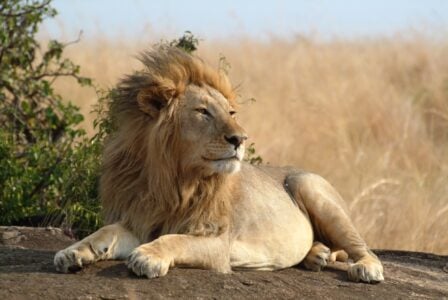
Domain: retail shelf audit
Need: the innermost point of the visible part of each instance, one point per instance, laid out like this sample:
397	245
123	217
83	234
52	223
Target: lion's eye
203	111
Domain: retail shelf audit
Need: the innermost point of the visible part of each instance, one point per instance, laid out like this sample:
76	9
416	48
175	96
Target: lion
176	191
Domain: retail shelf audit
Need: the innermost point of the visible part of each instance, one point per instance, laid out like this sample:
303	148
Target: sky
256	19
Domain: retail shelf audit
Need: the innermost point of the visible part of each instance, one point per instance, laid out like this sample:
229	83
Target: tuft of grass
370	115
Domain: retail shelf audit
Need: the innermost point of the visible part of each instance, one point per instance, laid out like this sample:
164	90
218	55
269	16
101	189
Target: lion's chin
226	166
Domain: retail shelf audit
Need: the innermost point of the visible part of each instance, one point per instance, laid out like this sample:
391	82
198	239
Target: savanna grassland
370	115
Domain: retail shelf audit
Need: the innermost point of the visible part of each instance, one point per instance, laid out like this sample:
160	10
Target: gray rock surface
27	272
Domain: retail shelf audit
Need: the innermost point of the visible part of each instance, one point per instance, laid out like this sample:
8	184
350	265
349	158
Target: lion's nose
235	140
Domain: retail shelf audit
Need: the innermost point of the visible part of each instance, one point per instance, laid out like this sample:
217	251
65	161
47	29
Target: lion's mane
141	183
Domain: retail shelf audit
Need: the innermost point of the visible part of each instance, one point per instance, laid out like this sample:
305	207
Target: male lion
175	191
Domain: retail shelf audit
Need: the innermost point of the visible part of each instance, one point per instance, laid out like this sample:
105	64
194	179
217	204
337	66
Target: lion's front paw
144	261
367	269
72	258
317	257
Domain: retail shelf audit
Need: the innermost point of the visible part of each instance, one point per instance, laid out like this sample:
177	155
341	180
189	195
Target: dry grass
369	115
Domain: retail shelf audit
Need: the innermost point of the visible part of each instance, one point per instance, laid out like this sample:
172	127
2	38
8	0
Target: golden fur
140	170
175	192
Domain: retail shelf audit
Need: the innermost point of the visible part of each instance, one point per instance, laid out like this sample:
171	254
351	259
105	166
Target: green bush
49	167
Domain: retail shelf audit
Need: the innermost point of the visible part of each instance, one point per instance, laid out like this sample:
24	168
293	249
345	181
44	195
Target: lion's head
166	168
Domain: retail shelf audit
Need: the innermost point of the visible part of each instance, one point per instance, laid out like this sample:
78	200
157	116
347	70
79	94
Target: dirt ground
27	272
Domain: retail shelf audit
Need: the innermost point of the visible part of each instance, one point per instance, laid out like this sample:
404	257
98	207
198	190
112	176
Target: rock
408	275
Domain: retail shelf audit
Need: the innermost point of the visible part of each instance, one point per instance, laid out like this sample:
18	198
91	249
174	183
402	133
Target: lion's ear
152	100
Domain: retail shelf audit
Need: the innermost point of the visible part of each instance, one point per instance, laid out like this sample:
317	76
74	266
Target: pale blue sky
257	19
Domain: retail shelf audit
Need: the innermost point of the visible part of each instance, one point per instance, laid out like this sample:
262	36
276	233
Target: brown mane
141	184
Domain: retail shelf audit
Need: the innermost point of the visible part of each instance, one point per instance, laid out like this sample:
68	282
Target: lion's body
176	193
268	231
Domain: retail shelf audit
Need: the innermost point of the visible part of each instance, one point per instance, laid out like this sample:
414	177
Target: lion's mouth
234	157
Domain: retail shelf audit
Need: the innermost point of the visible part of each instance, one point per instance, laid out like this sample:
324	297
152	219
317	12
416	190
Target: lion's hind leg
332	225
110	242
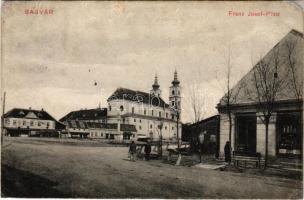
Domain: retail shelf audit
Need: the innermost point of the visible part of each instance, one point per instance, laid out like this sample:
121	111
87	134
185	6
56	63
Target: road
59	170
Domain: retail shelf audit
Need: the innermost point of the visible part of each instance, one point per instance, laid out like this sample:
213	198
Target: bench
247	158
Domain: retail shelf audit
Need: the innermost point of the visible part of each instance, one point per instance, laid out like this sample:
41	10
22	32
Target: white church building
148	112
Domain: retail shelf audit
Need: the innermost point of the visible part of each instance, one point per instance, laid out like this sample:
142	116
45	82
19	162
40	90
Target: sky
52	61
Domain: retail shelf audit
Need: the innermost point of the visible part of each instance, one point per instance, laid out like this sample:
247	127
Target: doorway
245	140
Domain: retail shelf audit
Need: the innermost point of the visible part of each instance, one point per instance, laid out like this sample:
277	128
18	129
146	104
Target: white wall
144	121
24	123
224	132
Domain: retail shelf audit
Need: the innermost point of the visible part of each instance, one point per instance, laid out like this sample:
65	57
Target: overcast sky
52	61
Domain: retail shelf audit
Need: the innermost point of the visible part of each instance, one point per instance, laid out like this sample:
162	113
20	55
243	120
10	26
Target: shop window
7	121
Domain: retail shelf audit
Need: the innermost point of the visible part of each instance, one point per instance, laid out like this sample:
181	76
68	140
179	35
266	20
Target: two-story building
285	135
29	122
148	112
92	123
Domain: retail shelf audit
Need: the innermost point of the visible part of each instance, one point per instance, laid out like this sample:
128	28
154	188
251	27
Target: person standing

Written problem
Pick out each line of the records that contains the word "lion".

Expected answer
Target: lion's eye
Target: lion
Target: lion's chin
Target: lion's nose
Target: lion's mane
Target: male lion
Target: lion's front paw
Target: lion's head
Target: lion's ear
Target: lion's body
Target: lion's mouth
Target: lion's hind leg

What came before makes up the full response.